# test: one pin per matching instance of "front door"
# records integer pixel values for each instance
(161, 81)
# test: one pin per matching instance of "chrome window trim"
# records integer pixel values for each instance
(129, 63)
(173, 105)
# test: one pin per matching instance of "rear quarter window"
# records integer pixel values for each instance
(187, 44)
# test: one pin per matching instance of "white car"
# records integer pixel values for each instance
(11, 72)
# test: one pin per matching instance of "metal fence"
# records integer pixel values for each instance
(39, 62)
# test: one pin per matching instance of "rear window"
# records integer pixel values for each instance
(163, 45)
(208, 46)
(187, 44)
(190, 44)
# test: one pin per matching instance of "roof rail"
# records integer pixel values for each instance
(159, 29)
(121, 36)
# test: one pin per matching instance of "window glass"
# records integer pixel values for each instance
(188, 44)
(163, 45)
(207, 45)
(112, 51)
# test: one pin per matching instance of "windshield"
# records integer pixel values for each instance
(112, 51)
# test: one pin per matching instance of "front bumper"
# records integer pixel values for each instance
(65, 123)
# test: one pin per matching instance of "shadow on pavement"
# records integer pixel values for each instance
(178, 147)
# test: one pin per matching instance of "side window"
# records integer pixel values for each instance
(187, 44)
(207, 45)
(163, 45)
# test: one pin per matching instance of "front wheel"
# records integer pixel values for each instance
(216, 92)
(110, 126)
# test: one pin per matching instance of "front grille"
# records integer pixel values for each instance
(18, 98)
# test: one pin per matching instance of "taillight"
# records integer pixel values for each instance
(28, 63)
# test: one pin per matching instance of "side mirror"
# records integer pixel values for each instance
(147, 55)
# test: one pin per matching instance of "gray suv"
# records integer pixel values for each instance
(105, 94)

++++++++++

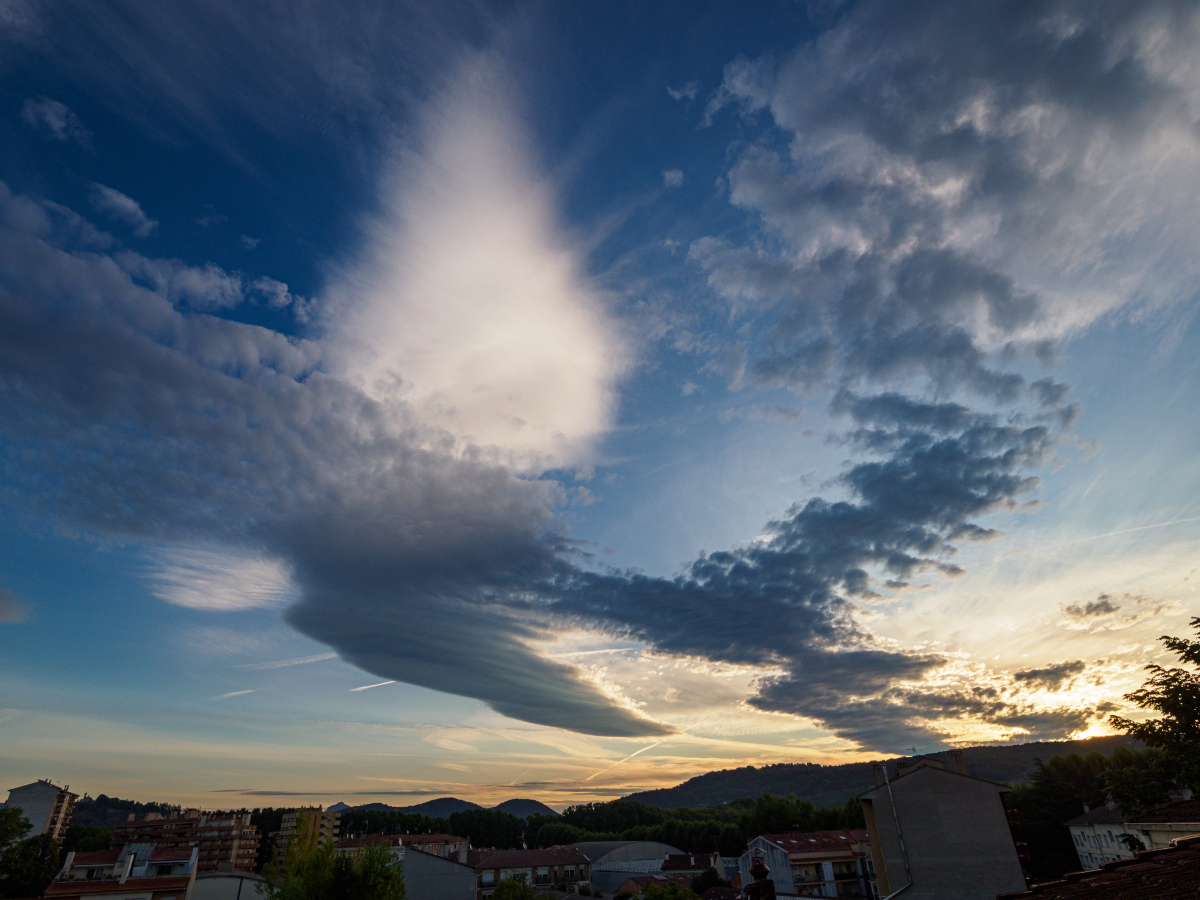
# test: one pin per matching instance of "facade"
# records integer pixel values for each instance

++++++++++

## TASK TO COMPLETE
Report every line in the rows above that contains the string "window", copying each such line in full. Case counts.

## FINAL ANSWER
# test: one pin per matching instance of "chrome window trim"
# test: one pin per matching instance of "rear quarter window"
# test: one pin per matching instance of "rear window"
# test: one pin per matching instance of "window glass"
# test: one pin per matching instance of "side window"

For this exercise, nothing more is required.